[Extracted entries]:
------------

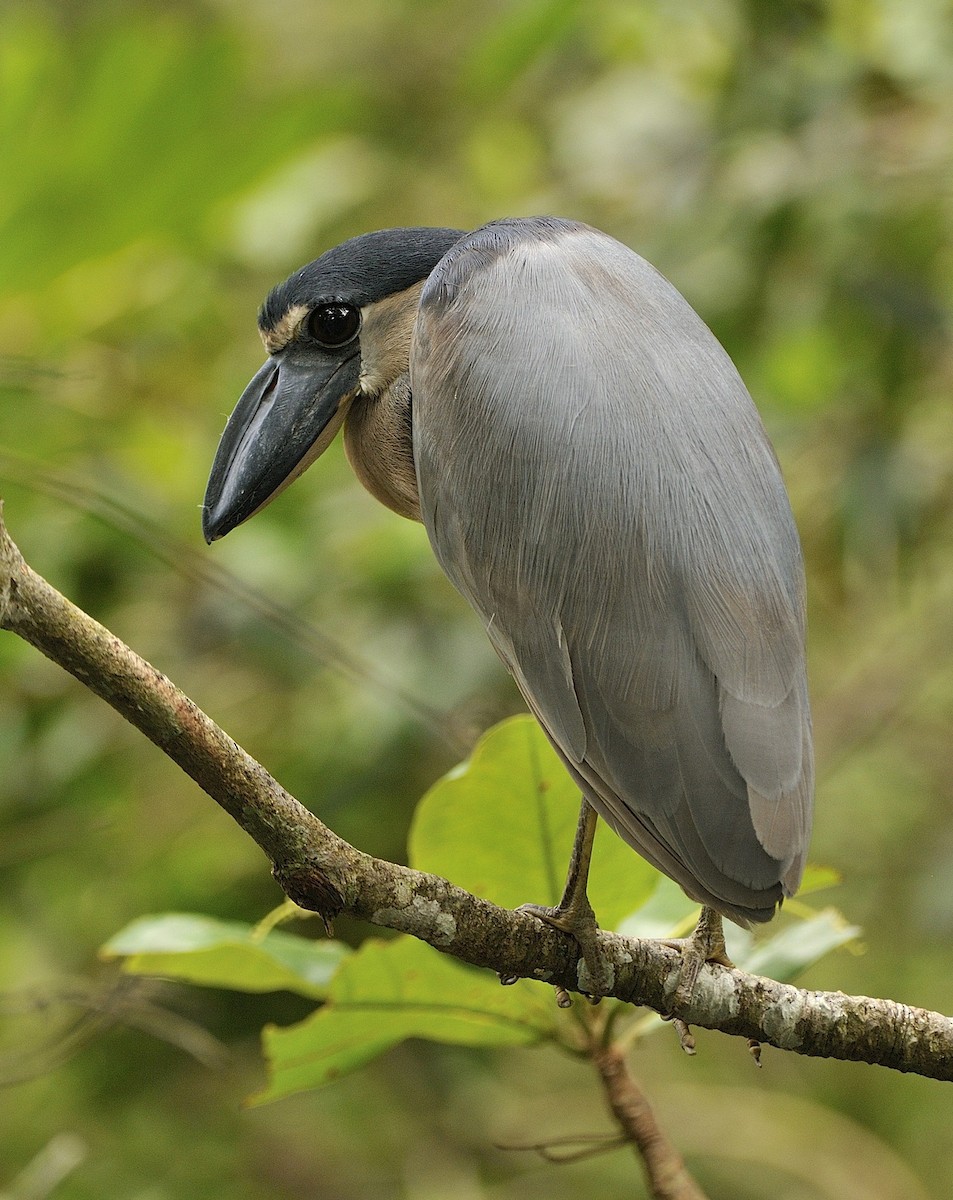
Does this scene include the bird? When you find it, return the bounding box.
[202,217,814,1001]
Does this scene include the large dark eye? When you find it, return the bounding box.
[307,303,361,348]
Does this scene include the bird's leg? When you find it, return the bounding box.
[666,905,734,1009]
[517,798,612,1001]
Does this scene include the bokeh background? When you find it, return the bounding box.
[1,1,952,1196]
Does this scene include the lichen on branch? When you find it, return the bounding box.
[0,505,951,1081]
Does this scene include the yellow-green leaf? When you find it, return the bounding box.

------------

[The problem]: The line containing "Does this scene include the lichen" and all lines after it, to the end of the records, are to be output exactly and alone.

[Result for this task]:
Does this scene include the lichen on branch? When you find it, return the bounding box.
[0,505,951,1081]
Does this scene include the yellow-green leaf? When you find it, return the bounding box.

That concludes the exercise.